#### [Selected extract]
>> begin
# New hoyt turbohawk



## PA3-DArcher4

Well I guess I'll start....I, personally, don't like the way it looks.


----------



## whitetailboy

i love the bow, that is why it is on order.


----------



## centershot

First bow in a long time that has me thinking about opening my wallet. I just can not justify an $800+ bow. Now at $500 after rebate this is looking like a lot of bang for the buck. Shortish axle to axle, light weight, fast, and Hoyt quality and warranty. The black riser and camo limb model is very cool looking. Might just be time to retire the '03 Ultratec.


----------



## N7709K

It is a nice bow, but for $100 more I can get a used AM.


----------



## NMYoungGun

Im going to the proshop next weekend to order one in apg/blackout. SHould be suhweet!!


----------



## hoytarchery7

the shop that i got my alphamax at last friday just got the turbo hawks in that day and the turbo hawk has the same limbs and cams as the alphamax. but the guy said its so much cheaper because for every alphamax riser they make (machined aluminum) they can make 10 turbo hawk risers (cast aluminum or magnesium) i shot both bow and the turbo hawk was a little bit slow, a little heavier, and it didnt pull back or shoot as smooth as the alphamax. my alphamax at 70# feels lighter than pulling back 60# on my 38 ultra and the turbo hawk did not do this. i was thinking about the turbo hawk over the Am but the more i thought i went there to get an alphamax and it was only $230 more really not that much when you look at the price. thats what made the difference, so i would go with an alpha-max. oh and the riser on the turbo hawk is the same as the turbo hawk. the price where i got the Am was $550 but there was a $50 rebate for it.


----------



## wango tango

I shot one tonight after packing up a fresh outta the box rytera alien-x w nasty cam lean, and shot it at the recommendation of my bow pro.

its a smooth shooting bow with a good draw cycle and walls. the one i shot was supposedly 70 lbs 29.5...it shot 292 with my 374 grain arrow...which interestingly enough is exactly what my vectrix xl 71 lb 28.5" draw does (shot back to back).

for $500, its going to get some serious consideration from me. especially considering that it more than likely is rock solid with reliability, repeatability and the likes. last thing i want to do is spend money on a bow and have it get jacked up at the most inopportune times.
>> end
#### [Record excerpts]
>> begin
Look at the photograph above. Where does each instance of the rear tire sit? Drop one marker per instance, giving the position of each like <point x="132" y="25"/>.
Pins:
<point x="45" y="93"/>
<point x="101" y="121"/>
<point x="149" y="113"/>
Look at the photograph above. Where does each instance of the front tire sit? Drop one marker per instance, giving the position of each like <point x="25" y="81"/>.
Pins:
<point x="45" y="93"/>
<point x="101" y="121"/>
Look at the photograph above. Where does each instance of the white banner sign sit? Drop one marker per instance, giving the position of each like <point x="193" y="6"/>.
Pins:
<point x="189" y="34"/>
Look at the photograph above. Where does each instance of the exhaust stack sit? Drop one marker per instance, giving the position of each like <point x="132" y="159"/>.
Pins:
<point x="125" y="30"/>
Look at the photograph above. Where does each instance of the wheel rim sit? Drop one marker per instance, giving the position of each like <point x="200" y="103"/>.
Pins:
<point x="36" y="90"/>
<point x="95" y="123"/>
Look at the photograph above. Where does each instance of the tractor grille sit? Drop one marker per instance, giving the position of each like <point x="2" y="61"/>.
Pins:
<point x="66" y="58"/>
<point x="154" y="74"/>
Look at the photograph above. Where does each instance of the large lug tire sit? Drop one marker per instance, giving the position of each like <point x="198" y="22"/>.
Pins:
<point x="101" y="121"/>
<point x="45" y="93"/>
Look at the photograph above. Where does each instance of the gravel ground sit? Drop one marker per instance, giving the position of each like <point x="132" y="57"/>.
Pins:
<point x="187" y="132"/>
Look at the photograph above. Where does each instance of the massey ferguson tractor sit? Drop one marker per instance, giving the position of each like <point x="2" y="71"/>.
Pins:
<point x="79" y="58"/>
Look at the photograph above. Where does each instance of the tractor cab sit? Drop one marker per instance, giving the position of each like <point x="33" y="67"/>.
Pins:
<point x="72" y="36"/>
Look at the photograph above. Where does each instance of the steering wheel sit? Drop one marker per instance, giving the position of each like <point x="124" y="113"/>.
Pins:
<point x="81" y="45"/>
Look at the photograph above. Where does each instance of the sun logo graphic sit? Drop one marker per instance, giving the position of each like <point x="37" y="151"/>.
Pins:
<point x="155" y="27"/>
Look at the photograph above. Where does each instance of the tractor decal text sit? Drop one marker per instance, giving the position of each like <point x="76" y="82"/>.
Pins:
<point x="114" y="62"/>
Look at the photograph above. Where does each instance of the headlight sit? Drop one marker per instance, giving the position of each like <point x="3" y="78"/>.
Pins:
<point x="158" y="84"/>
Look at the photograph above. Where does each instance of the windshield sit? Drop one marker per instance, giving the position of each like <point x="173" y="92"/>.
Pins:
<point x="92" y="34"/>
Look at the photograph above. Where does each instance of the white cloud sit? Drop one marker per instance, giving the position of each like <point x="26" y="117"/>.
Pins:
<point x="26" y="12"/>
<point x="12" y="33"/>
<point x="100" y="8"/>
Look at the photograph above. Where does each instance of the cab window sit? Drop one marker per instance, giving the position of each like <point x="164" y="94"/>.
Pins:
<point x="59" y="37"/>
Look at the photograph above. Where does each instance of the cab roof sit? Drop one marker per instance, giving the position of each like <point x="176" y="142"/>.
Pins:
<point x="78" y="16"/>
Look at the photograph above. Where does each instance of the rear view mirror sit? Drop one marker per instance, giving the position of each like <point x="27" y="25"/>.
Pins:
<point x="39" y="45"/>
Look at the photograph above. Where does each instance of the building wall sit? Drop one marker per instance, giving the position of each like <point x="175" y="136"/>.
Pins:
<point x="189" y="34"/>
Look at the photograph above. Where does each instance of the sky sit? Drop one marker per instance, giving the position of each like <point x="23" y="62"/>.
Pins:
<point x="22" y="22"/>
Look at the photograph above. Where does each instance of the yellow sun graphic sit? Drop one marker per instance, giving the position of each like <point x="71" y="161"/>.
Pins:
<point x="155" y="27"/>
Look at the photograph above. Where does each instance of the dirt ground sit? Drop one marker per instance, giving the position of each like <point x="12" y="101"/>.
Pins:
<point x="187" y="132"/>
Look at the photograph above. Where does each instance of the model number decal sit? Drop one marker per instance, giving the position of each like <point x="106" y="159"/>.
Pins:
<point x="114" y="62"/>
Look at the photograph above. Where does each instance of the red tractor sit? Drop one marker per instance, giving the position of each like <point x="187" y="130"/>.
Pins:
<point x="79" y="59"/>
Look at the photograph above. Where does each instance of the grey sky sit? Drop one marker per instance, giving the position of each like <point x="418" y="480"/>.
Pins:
>> end
>> begin
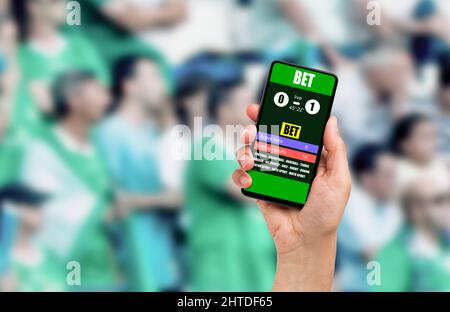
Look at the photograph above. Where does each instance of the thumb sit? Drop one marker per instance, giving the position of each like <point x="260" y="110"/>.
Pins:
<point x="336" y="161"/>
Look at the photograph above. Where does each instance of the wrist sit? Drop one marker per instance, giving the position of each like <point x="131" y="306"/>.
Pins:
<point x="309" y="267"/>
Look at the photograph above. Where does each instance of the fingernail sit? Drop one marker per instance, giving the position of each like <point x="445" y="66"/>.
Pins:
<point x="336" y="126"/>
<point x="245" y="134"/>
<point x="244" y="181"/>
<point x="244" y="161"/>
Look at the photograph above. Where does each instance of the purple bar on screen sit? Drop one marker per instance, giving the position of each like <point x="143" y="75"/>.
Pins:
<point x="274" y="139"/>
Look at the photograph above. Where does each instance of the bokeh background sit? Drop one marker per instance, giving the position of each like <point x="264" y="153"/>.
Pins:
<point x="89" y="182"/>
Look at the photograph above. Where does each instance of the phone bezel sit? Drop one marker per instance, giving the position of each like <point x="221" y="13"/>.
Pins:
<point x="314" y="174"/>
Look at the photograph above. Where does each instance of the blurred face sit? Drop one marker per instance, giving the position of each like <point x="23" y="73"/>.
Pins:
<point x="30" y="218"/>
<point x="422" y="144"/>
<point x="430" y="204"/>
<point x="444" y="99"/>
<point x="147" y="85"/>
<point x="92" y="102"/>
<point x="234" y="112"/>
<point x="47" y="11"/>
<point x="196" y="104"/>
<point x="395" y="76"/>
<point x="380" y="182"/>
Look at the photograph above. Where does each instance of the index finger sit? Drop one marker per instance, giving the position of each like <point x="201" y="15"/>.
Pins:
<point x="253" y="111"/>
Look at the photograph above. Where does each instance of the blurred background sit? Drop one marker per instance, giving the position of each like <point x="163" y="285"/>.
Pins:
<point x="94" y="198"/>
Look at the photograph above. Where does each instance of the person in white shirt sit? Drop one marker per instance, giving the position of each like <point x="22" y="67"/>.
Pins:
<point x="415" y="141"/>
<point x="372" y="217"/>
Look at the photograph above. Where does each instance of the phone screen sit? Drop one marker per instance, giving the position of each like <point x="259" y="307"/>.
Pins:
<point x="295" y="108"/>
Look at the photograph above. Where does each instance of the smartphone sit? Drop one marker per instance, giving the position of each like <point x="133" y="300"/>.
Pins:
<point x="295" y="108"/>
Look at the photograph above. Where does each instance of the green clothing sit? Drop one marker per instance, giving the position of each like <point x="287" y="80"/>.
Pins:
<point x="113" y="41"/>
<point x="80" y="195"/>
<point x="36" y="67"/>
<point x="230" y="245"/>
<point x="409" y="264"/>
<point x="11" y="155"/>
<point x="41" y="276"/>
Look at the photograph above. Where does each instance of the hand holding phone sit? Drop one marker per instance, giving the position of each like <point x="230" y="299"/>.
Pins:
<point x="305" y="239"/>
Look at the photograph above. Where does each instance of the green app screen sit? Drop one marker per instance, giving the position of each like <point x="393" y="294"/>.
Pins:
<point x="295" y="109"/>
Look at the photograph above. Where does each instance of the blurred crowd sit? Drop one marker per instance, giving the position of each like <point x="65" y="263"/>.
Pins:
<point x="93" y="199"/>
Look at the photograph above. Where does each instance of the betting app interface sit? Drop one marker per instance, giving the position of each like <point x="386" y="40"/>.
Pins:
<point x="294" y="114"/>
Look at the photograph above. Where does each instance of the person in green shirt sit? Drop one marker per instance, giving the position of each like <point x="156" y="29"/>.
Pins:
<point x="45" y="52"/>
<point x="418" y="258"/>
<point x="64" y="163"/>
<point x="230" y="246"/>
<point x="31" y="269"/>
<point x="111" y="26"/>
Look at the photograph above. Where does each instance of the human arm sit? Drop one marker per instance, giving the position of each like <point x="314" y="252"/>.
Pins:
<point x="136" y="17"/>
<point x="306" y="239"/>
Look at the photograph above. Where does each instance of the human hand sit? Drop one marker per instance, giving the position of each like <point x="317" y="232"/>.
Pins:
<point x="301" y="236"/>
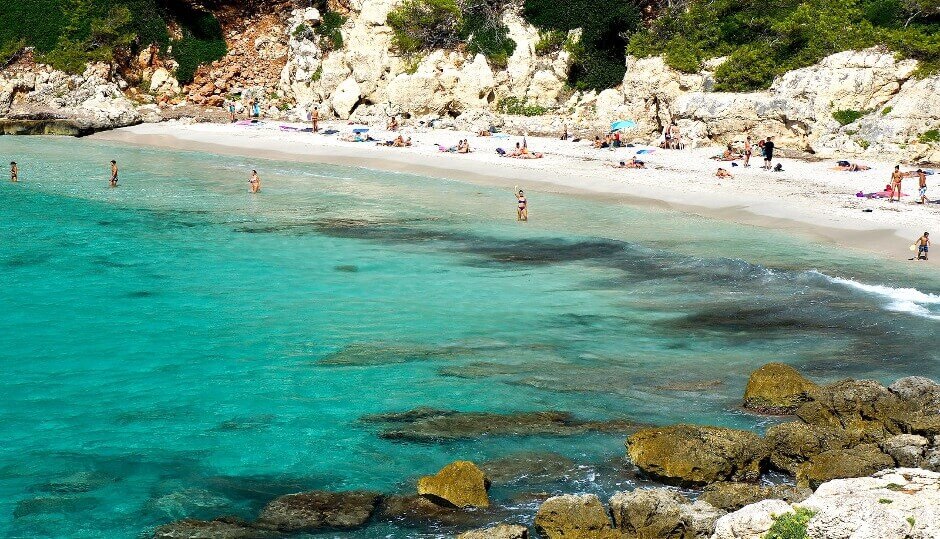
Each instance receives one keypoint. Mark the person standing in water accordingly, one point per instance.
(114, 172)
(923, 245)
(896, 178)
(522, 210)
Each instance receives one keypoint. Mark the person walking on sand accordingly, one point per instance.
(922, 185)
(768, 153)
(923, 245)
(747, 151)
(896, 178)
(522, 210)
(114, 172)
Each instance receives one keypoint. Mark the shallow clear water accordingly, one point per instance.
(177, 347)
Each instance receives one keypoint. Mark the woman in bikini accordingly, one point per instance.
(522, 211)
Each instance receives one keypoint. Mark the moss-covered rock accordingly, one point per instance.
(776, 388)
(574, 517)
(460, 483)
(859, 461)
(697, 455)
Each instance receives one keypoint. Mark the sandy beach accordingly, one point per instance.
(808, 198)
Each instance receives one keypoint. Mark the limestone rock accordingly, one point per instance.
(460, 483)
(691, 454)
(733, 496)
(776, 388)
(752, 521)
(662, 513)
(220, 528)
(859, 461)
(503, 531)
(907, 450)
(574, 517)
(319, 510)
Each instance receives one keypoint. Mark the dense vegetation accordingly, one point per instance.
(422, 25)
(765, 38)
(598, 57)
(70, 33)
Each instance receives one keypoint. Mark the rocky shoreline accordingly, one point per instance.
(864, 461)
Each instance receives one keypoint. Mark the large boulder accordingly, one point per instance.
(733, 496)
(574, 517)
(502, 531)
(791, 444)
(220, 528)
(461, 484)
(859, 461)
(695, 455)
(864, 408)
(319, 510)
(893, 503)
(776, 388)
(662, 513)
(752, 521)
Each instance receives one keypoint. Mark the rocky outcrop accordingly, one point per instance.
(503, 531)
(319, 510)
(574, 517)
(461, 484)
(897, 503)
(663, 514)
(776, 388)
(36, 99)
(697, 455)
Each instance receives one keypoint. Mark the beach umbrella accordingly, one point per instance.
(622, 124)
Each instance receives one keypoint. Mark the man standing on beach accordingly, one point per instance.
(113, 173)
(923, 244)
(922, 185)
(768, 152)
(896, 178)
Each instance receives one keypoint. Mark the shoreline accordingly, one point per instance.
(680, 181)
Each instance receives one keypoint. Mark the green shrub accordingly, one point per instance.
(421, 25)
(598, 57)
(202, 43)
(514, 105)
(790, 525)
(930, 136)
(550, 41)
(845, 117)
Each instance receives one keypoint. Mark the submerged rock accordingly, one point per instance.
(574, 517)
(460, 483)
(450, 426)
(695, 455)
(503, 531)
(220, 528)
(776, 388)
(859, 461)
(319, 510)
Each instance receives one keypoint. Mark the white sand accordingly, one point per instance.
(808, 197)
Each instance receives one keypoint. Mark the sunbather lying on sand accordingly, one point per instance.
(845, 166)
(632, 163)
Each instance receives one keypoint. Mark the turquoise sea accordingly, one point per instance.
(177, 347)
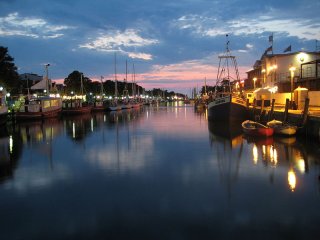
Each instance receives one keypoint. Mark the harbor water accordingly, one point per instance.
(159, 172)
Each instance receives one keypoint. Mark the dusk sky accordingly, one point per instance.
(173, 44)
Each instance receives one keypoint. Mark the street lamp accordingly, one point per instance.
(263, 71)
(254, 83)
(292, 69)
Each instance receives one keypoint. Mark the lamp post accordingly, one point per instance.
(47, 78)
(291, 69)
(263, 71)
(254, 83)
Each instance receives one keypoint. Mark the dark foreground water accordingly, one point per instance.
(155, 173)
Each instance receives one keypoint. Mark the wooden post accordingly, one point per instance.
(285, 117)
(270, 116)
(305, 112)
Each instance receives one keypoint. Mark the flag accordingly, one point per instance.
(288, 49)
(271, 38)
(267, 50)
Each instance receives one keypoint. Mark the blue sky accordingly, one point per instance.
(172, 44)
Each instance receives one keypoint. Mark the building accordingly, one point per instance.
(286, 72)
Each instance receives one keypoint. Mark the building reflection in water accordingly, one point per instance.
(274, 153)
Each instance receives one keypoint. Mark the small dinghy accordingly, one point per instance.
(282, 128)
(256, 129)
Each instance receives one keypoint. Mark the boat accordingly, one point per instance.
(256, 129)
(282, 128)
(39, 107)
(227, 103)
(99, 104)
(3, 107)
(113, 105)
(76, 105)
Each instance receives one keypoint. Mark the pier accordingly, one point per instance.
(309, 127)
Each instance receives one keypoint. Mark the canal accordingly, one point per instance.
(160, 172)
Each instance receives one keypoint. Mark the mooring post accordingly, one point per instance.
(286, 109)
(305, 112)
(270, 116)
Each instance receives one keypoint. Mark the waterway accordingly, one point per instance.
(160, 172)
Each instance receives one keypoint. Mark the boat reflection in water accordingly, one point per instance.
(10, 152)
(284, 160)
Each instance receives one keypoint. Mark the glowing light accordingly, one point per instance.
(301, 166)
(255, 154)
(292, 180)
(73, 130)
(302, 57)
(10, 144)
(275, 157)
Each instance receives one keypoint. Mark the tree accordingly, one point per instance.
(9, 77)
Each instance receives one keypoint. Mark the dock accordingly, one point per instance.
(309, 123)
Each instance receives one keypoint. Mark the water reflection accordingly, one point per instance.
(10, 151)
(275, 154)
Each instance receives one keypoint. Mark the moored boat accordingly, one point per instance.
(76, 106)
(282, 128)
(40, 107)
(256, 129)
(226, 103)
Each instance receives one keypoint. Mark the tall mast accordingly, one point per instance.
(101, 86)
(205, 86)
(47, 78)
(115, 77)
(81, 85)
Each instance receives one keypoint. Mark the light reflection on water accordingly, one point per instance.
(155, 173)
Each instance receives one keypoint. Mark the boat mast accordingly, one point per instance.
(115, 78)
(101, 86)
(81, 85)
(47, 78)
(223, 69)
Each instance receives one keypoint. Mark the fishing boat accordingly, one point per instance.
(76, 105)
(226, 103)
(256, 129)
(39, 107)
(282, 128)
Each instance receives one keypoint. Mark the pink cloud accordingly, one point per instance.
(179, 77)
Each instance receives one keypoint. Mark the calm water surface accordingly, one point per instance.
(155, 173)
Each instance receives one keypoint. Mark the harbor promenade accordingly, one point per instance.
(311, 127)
>> end
>> begin
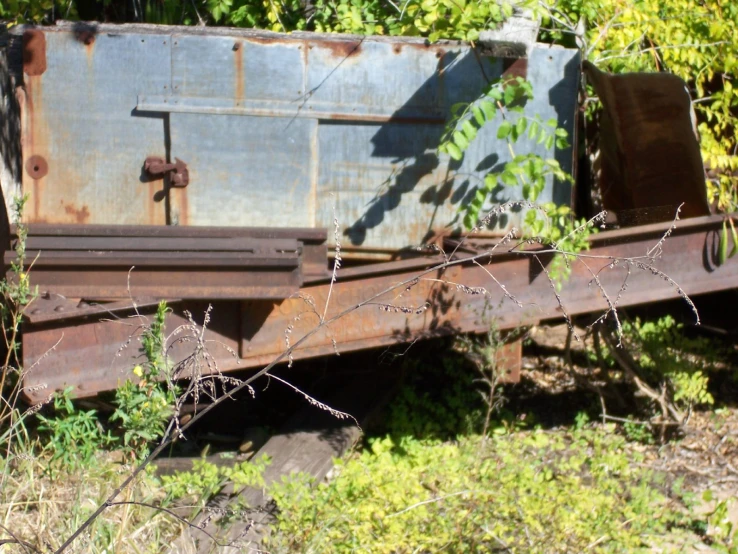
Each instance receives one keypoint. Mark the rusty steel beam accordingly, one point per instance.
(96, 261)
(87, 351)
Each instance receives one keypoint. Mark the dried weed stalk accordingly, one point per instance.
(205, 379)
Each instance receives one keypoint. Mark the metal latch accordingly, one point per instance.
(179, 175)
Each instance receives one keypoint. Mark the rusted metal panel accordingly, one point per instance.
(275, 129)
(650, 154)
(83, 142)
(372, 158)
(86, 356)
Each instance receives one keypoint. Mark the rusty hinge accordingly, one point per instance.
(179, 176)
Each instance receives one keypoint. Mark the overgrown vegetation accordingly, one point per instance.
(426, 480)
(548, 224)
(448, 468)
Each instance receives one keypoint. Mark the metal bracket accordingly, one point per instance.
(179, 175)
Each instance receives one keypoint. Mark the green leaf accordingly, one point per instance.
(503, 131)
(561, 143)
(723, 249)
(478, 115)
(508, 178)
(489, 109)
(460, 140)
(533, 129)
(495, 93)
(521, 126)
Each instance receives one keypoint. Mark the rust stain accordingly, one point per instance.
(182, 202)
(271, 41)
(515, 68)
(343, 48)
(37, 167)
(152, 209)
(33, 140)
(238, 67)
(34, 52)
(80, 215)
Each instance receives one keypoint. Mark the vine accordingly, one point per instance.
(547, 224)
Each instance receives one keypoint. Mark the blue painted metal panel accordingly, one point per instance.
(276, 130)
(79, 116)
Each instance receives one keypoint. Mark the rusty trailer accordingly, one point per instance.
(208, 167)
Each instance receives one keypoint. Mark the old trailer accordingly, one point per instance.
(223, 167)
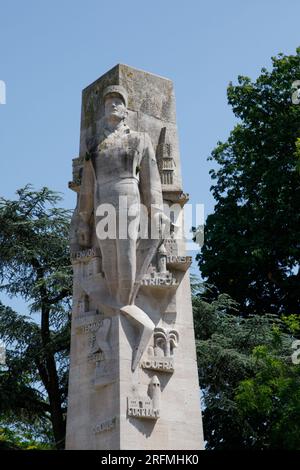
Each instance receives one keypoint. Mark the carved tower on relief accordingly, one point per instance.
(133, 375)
>> end
#### [Exercise requirements]
1) In the thread about the new Hoyt Turbohawk, substitute "checkbook" for "wallet" and write out everything from "## whitetailboy" down to "the '03 Ultratec.".
2) Copy every line of the rows that contains the word "reflection".

#### [Solutions per task]
1)
## whitetailboy

i love the bow, that is why it is on order.


----------



## centershot

First bow in a long time that has me thinking about opening my checkbook. I just can not justify an $800+ bow. Now at $500 after rebate this is looking like a lot of bang for the buck. Shortish axle to axle, light weight, fast, and Hoyt quality and warranty. The black riser and camo limb model is very cool looking. Might just be time to retire the '03 Ultratec.

2)
Each instance receives one keypoint. Mark the building reflection in water accordingly, one point per instance.
Each instance receives one keypoint. Mark the boat reflection in water accordingly, one point per instance.
Each instance receives one keypoint. Mark the water reflection accordingly, one point per instance.
Each instance receives one keypoint. Mark the light reflection on water accordingly, one point per instance.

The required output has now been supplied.